- **Required work**: All lines in the records below that hold "beetle" are to be shown.

- **Task data**:

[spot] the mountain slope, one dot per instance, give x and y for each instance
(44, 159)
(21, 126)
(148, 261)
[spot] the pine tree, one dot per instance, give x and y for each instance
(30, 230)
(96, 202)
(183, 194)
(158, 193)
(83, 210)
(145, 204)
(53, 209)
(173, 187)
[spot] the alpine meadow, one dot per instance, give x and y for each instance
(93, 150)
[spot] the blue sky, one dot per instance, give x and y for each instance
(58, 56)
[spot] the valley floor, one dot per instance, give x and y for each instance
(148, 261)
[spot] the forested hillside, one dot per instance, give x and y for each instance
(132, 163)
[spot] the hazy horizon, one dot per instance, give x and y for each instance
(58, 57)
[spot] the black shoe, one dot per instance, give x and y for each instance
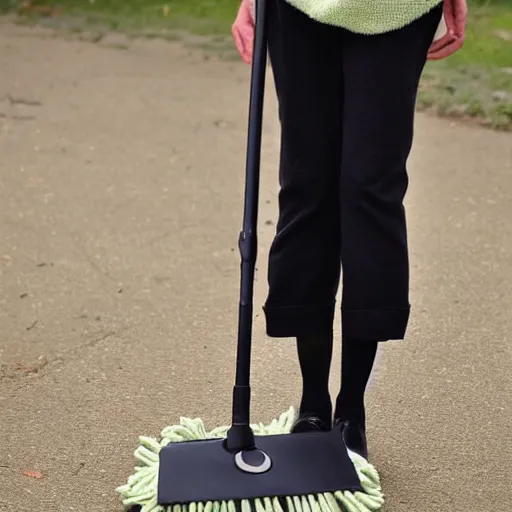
(310, 424)
(354, 436)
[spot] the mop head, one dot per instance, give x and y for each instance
(141, 488)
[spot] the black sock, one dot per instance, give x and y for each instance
(315, 354)
(357, 363)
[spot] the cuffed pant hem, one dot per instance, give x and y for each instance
(375, 324)
(294, 321)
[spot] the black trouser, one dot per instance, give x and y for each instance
(346, 104)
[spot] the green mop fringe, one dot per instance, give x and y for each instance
(141, 488)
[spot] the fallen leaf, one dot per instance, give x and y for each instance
(33, 474)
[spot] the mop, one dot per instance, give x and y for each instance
(250, 467)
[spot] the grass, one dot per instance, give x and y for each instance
(475, 83)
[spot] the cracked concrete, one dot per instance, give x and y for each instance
(133, 169)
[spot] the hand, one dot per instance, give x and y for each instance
(243, 30)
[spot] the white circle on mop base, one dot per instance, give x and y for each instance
(248, 468)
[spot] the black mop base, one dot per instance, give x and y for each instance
(300, 464)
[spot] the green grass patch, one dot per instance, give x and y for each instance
(204, 17)
(476, 82)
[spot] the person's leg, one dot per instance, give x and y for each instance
(381, 76)
(304, 259)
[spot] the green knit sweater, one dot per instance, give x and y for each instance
(365, 16)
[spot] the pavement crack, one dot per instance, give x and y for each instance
(22, 101)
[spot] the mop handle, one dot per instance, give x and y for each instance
(240, 435)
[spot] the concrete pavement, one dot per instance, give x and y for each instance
(121, 180)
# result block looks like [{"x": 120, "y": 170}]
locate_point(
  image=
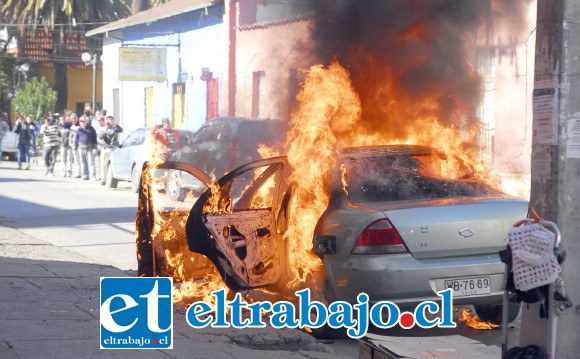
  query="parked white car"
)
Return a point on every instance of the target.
[{"x": 10, "y": 145}]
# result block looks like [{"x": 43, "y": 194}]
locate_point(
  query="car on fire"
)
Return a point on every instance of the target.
[
  {"x": 221, "y": 145},
  {"x": 393, "y": 228}
]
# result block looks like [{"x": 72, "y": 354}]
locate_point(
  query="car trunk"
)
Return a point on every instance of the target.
[{"x": 452, "y": 227}]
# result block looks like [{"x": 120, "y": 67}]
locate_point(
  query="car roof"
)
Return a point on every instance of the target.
[{"x": 383, "y": 150}]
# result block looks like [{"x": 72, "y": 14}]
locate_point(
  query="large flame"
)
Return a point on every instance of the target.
[
  {"x": 474, "y": 322},
  {"x": 328, "y": 105}
]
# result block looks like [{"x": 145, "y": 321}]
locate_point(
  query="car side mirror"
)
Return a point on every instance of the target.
[{"x": 325, "y": 245}]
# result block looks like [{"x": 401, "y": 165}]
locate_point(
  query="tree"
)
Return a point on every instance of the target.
[
  {"x": 35, "y": 99},
  {"x": 62, "y": 19}
]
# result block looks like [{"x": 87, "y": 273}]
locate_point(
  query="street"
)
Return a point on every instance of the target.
[{"x": 87, "y": 231}]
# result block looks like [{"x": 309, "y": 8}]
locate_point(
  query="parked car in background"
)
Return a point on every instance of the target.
[
  {"x": 10, "y": 145},
  {"x": 394, "y": 228},
  {"x": 126, "y": 161},
  {"x": 221, "y": 145}
]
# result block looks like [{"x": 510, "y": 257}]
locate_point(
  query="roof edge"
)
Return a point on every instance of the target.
[{"x": 142, "y": 17}]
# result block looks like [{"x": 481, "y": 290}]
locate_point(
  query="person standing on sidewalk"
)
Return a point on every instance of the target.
[
  {"x": 24, "y": 131},
  {"x": 51, "y": 143},
  {"x": 110, "y": 138},
  {"x": 33, "y": 132},
  {"x": 3, "y": 129},
  {"x": 65, "y": 149},
  {"x": 74, "y": 127},
  {"x": 86, "y": 142}
]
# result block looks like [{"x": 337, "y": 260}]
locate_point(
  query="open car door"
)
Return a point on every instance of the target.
[
  {"x": 234, "y": 224},
  {"x": 162, "y": 249}
]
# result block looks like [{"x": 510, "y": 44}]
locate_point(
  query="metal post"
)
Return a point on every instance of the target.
[{"x": 94, "y": 62}]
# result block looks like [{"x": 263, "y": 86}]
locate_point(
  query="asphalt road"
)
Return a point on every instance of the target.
[{"x": 97, "y": 223}]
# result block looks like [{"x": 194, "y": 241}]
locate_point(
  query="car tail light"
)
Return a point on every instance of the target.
[{"x": 380, "y": 237}]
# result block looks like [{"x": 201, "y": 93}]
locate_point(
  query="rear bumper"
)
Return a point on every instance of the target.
[{"x": 406, "y": 281}]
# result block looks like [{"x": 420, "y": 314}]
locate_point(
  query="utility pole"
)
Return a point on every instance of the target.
[{"x": 555, "y": 191}]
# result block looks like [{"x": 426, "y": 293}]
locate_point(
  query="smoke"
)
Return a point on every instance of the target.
[{"x": 409, "y": 60}]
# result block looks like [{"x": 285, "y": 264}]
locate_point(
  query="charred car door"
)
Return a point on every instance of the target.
[
  {"x": 234, "y": 224},
  {"x": 162, "y": 248}
]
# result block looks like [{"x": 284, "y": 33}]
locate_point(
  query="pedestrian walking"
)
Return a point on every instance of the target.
[
  {"x": 110, "y": 138},
  {"x": 72, "y": 142},
  {"x": 33, "y": 136},
  {"x": 3, "y": 129},
  {"x": 51, "y": 143},
  {"x": 66, "y": 156},
  {"x": 86, "y": 142},
  {"x": 24, "y": 130}
]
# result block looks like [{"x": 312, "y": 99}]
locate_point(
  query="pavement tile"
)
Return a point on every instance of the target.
[
  {"x": 23, "y": 269},
  {"x": 78, "y": 349}
]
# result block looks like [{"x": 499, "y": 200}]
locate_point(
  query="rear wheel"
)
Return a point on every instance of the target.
[
  {"x": 326, "y": 332},
  {"x": 135, "y": 179},
  {"x": 110, "y": 181},
  {"x": 174, "y": 187},
  {"x": 493, "y": 312}
]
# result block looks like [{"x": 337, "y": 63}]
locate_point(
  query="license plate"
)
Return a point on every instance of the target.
[{"x": 469, "y": 286}]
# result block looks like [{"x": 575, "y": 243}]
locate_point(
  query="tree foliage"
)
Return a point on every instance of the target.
[
  {"x": 35, "y": 99},
  {"x": 62, "y": 19}
]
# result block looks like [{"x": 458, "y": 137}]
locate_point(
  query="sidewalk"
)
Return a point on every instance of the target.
[{"x": 49, "y": 308}]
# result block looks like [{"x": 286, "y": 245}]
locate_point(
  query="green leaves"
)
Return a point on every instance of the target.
[{"x": 35, "y": 98}]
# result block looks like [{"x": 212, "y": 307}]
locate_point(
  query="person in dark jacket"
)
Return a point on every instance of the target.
[
  {"x": 86, "y": 143},
  {"x": 66, "y": 156},
  {"x": 25, "y": 132},
  {"x": 74, "y": 127},
  {"x": 51, "y": 143}
]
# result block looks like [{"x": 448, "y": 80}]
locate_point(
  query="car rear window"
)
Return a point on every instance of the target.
[
  {"x": 403, "y": 178},
  {"x": 212, "y": 133}
]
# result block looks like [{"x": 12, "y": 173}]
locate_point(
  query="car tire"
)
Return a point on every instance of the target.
[
  {"x": 110, "y": 181},
  {"x": 493, "y": 312},
  {"x": 174, "y": 188},
  {"x": 135, "y": 179},
  {"x": 325, "y": 332}
]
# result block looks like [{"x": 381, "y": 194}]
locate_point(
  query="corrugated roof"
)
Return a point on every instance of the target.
[
  {"x": 38, "y": 46},
  {"x": 172, "y": 8}
]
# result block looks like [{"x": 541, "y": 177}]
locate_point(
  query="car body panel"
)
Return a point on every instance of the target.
[
  {"x": 241, "y": 238},
  {"x": 160, "y": 229}
]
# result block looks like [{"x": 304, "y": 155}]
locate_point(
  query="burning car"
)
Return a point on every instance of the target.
[{"x": 393, "y": 228}]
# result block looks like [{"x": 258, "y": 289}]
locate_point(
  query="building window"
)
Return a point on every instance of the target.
[{"x": 258, "y": 94}]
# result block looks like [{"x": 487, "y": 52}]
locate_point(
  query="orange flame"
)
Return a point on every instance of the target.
[{"x": 474, "y": 322}]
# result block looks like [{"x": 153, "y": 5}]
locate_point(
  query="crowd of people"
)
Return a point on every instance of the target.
[{"x": 75, "y": 141}]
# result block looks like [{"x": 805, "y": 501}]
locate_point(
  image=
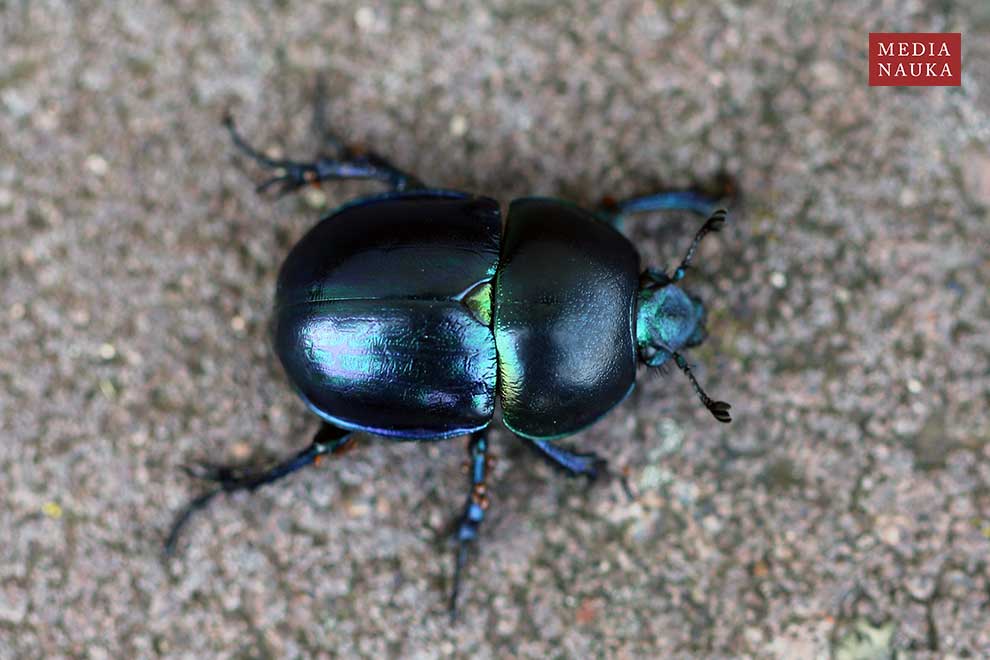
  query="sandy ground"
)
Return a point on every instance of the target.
[{"x": 846, "y": 510}]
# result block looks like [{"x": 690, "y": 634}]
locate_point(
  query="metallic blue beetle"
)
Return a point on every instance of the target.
[{"x": 409, "y": 314}]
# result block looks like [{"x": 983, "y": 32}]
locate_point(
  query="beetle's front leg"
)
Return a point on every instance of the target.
[{"x": 479, "y": 463}]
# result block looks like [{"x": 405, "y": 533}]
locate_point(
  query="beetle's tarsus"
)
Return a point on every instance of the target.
[
  {"x": 181, "y": 518},
  {"x": 572, "y": 463},
  {"x": 328, "y": 440},
  {"x": 474, "y": 509},
  {"x": 459, "y": 562},
  {"x": 718, "y": 409}
]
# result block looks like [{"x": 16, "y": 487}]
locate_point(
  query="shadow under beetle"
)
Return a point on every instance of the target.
[{"x": 408, "y": 314}]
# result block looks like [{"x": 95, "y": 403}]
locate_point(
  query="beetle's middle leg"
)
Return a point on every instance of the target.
[
  {"x": 573, "y": 463},
  {"x": 352, "y": 163},
  {"x": 479, "y": 464},
  {"x": 329, "y": 440}
]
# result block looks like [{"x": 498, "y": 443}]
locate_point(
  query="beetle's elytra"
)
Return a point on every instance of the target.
[{"x": 410, "y": 314}]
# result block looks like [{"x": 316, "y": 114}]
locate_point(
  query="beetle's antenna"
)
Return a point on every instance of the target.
[
  {"x": 714, "y": 223},
  {"x": 718, "y": 409}
]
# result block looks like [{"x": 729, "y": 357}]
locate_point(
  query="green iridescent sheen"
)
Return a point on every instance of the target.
[{"x": 667, "y": 319}]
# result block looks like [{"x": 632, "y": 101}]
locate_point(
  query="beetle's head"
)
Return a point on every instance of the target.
[{"x": 667, "y": 320}]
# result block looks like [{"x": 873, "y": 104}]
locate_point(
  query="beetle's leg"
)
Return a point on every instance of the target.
[
  {"x": 718, "y": 409},
  {"x": 614, "y": 212},
  {"x": 353, "y": 164},
  {"x": 479, "y": 463},
  {"x": 573, "y": 463},
  {"x": 714, "y": 223},
  {"x": 328, "y": 440}
]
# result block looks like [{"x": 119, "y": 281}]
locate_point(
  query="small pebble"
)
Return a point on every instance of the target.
[
  {"x": 97, "y": 164},
  {"x": 365, "y": 18},
  {"x": 52, "y": 509},
  {"x": 458, "y": 125}
]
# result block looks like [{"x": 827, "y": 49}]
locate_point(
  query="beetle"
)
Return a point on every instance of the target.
[{"x": 409, "y": 314}]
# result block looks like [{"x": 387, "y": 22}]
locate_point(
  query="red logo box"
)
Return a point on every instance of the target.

- **Solution for this task**:
  query="metallic blue beetle"
  query="beetle's front leg"
  query="beetle's tarsus"
  query="shadow under beetle"
  query="beetle's middle leg"
  query="beetle's elytra"
  query="beetle's antenna"
  query="beetle's head"
  query="beetle's leg"
  query="beetle"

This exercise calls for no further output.